:: Dataset entries

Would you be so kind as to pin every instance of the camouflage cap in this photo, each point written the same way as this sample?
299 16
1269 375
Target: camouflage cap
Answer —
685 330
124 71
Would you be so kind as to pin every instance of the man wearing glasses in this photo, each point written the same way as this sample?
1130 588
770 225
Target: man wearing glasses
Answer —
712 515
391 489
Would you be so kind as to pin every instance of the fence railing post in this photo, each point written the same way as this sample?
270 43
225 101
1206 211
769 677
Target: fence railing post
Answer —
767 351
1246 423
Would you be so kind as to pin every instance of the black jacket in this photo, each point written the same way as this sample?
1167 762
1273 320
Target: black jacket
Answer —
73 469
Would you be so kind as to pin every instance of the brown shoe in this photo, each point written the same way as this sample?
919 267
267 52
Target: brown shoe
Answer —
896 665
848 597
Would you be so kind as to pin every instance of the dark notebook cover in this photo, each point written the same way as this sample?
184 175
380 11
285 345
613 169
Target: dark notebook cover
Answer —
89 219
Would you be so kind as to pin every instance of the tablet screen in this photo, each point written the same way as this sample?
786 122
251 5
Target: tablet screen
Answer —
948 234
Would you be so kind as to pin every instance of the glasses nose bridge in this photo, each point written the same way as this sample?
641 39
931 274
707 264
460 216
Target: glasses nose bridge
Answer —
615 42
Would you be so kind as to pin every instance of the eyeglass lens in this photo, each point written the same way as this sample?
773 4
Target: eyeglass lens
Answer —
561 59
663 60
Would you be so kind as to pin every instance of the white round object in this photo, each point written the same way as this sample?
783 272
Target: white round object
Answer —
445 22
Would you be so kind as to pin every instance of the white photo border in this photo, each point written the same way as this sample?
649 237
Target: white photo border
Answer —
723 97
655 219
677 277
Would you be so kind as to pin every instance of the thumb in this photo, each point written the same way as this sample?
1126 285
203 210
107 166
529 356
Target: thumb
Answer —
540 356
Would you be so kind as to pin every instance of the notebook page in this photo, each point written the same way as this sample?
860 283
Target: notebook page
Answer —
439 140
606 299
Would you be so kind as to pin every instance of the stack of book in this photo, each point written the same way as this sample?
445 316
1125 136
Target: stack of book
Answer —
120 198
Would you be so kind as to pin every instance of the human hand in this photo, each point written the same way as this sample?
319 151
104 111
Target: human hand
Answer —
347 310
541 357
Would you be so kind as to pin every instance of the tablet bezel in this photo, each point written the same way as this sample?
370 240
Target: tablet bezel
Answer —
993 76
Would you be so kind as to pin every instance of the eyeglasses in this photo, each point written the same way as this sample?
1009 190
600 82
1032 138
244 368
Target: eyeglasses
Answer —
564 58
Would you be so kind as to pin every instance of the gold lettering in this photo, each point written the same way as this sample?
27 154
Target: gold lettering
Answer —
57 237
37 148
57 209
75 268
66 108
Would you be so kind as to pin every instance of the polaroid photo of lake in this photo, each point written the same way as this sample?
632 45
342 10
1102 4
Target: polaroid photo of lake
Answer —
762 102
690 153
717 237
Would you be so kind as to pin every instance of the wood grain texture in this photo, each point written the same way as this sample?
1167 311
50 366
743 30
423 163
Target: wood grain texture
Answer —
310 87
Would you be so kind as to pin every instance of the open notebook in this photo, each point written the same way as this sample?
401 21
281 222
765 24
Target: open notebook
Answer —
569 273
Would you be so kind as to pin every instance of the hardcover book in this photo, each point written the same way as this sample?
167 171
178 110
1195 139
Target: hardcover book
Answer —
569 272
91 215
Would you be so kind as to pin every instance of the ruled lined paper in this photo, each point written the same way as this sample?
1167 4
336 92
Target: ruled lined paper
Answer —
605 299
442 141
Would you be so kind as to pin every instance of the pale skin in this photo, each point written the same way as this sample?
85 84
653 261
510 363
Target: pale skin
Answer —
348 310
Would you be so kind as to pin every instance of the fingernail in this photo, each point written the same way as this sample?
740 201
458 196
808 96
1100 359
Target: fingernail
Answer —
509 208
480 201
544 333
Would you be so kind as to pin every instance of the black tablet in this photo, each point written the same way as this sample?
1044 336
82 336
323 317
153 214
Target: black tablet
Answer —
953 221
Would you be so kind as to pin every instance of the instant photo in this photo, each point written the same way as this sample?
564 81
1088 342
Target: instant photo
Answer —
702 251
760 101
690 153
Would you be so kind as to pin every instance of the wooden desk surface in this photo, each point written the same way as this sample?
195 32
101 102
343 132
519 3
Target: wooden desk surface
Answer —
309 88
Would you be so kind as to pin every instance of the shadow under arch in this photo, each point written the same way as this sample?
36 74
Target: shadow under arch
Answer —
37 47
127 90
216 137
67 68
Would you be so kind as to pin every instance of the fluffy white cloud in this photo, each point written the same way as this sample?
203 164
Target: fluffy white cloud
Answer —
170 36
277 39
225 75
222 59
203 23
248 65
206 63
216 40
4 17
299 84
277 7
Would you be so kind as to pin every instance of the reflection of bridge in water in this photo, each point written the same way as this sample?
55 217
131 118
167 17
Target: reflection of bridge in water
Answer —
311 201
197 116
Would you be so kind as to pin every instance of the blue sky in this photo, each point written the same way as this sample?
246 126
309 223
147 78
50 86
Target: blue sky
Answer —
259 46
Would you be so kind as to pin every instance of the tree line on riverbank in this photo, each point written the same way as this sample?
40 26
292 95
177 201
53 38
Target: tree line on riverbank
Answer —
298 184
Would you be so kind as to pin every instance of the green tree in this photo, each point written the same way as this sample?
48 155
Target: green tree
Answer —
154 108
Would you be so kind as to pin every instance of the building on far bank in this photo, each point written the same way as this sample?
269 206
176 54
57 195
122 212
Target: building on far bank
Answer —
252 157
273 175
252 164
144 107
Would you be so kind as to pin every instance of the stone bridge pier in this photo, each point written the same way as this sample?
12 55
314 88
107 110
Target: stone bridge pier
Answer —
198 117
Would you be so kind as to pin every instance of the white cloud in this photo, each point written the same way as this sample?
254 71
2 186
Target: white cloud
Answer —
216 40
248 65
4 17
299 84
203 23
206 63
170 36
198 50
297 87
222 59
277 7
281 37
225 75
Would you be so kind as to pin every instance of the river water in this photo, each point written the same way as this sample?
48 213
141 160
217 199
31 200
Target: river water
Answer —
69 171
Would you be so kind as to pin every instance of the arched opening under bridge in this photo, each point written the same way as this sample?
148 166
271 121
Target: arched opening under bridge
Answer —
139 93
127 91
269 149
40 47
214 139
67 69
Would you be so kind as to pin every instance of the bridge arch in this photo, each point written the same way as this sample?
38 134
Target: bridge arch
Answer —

::::

◆ **Your instructions**
In all of the records above, change each "pin every instance" to "mark each occurrence" and keep every other part of the lines the same.

◆ **Exercise answer**
Would you be so kind as to mark each occurrence of the camouflage cap in this photo, each point written the same way as this sample?
299 16
1269 375
Target: camouflage cap
Answer —
685 330
124 71
Would you be so kind as to mark each occurrence of the man wearing glasses in this photo, each point written the same way as this sample?
1130 588
770 225
Target: man wearing glasses
Answer —
712 515
391 489
Would you be so kind as to mark each occurrence of the fence railing post in this photo, each point written the same way as this sample?
270 43
225 101
1206 211
769 677
Target: fence railing post
Answer —
767 351
1246 423
Would you be so kind as to mark each occurrence of the black jacket in this photo, each point written the same way as this sample?
1167 762
1273 320
Target: black jacket
Answer —
73 469
Would you be so kind as to mark each occurrence of the brown shoe in this photo, each point written the same way as this sample?
919 267
267 52
Target: brown shoe
Answer —
896 665
848 597
Would you be so kind as to mark each occurrence of the dark notebook cover in this photo, each point written the same way as this sample?
184 175
380 11
285 345
613 169
Target: dark notebook cover
Answer —
89 219
Would you be so kind as to mark each occurrence of the tablet screen in this photo, each point written the same way as this sample?
786 122
251 5
Target: tablet screen
Answer —
948 234
Would you be so kind as to mark each occurrence of the glasses nose bridge in this photo, each point written the same way as this sample?
641 39
931 274
707 264
460 216
Target: glasses nose bridge
Answer —
615 42
Would you be so kind as to mark each occurrence of the eyeglass lens in this photo, each point written the same way as this sample?
773 4
Target: eyeglass lens
Answer —
561 59
663 60
Would you be so kind as to mark each occurrence of the white round object in this photo, each point written the same way as this sample?
783 272
Target: white round object
Answer —
445 22
Would you be so kind as to mark each occurrence of the white photo border in this photo, each point written the same way as this sample?
649 237
Target: white photo border
Answer —
723 97
655 219
677 277
Would you be so kind as to mark each occurrence of the thumb in this photo, each point written the same way as this sample?
1126 285
203 210
107 166
529 356
Target: thumb
Answer —
540 356
Would you be so kind as to mark each occurrence of the notebook page in this photo, each point written the same way as this sample?
860 283
Target: notebook page
Answer —
439 140
606 299
Would you be so kind as to mark each occurrence of the stack of book in this photo, each point written the same way as this sample?
445 316
1125 136
Target: stack of book
Answer —
120 198
Would you be so kind as to mark each occurrence of the human hand in this photo, each point written the same way as this sample?
319 151
104 111
Target: human hand
Answer —
347 310
541 357
Would you be so kind as to mark each occurrence of the tablet bezel in this photo, each point written the same way as this sample?
370 240
Target: tablet bezel
Answer —
993 76
Would you be so kind as to mark each occurrence of the eyeglasses in this photo, each point written the same way as this sample?
1009 190
600 82
1032 138
244 368
Target: eyeglasses
Answer —
564 58
Would you be so kind as to mark each occurrence of the gold lettering in this photo, each point written the same way as this sample?
27 154
Target: gold lettering
Answer —
57 237
37 148
57 209
75 268
66 108
Would you be so kind as to mark each occurrence of the polaroid photo of lake in this photo, each point written the same way as this sample?
632 45
342 10
1102 4
Target: polaroid photo of lake
Answer —
762 102
690 153
717 237
Would you be so kind as to mark each occurrence of the wood grain texture in this photo, each point written the same way as this sample?
1167 311
50 366
743 30
423 163
Target: wood grain texture
Answer —
310 87
Would you be so kind as to mark each occurrence of the open notebook in this photo, each point written the same way as this sample?
401 21
281 222
765 24
Target: open notebook
Answer —
569 273
Would you be so kind as to mark each occurrence of the hardcover book in this photo, each point written the same way as this sample?
167 171
178 110
1195 139
Target: hardcover book
Answer —
569 272
91 215
Would you be so kind as to mark each occurrence of the ruled lined paper in this photo, each point written the same way as this sample?
1167 4
336 92
Target: ruled lined paper
Answer —
605 299
442 141
Would you be so kind as to mark each occurrence of the pale skin in this photo, each point written the same way as this sample?
85 84
653 261
510 363
Target: pale skin
Answer —
348 310
Would you be so kind as to mark each occurrence of the fingernail in this photo, each point written the same way as this sample?
740 201
458 196
808 96
1100 359
Target: fingernail
Answer —
509 208
480 201
544 333
Would you be so kind as to mark each occurrence of the black tablet in this photo, each point written the same way as this sample?
1044 336
82 336
323 317
153 214
Target: black tablet
Answer —
953 221
Would you be so kind as to mark each occurrence of the instant photo in this photo, each point written the same way as this sample?
564 81
1088 342
Target: instant photo
Answer —
702 251
760 101
690 153
Would you be so kind as to mark each occurrence of the wooden desk surface in this photo, each point written the same way as this sample?
195 32
101 102
343 132
519 3
Target: wooden desk surface
Answer —
309 88
Would you be so kind as to mark each occurrence of the shadow under arch in this photo, each point written the same way as this sample?
36 74
Target: shadow under arch
Answer —
37 47
127 90
216 137
67 68
Would you be so kind as to mark each occurrence of the fluffy white cloud in this photo, each point written the same way as this sample?
203 164
Target: fluffy white cloud
Answer —
170 36
277 39
225 75
222 59
203 23
248 65
206 63
216 40
4 17
299 84
277 7
Would you be so kind as to mark each occurrence of the reflection of bridge in water in this photo, each point written the same way as this sample?
55 217
131 118
167 17
Target: reflection of bridge in water
Answer —
311 201
197 116
Would you be so kind as to mark each occurrence of the blue sky in this photo, each point written the same way as this sample?
246 126
309 223
147 78
50 86
Target: blue sky
Answer —
259 46
Would you be so kind as to mark each occurrence of the tree line on riverbank in this photo, each point written the same way as this sample?
40 26
292 95
177 201
53 38
Target: tree line on riverbank
Answer —
298 184
Would you be so kind as to mark each occurrence of the green tree in this photo, each point written the same way as this sample?
48 155
Target: green tree
Answer —
154 108
Would you be so kind as to mark each occurrence of the building on far bank in this photo, each point written the same way as this sample?
269 206
176 54
57 195
122 212
Target: building on far bank
Answer —
252 157
273 175
252 164
144 107
Would you be so kind as to mark each occurrence of the stone bridge pier in this photo, each point written the same way as this sample?
12 55
314 88
107 110
Target: stone bridge pier
Answer —
198 117
Would you be so kind as to mark each occurrence of the white cloud in this photo, each point written the same way as this sample?
254 71
2 186
Target: white cloud
Answer —
216 40
248 65
4 17
299 84
203 23
206 63
170 36
198 50
297 87
222 59
277 7
281 37
225 75
Would you be so kind as to mark each occurrence of the river water in this photo, each point written the same way as this sample?
48 213
141 160
217 199
31 200
Target: river water
Answer —
69 171
Would you be so kind as to mark each occurrence of the arched opening under bridge in this photo, each point written the same way as this sample?
148 166
271 121
Target: arched opening under bridge
Answer —
139 93
127 91
269 149
40 47
214 139
67 69
Would you be so kind as to mark each occurrence of the bridge arch in this photo, each point written the same way as this sample?
38 134
Target: bridge arch
Answer —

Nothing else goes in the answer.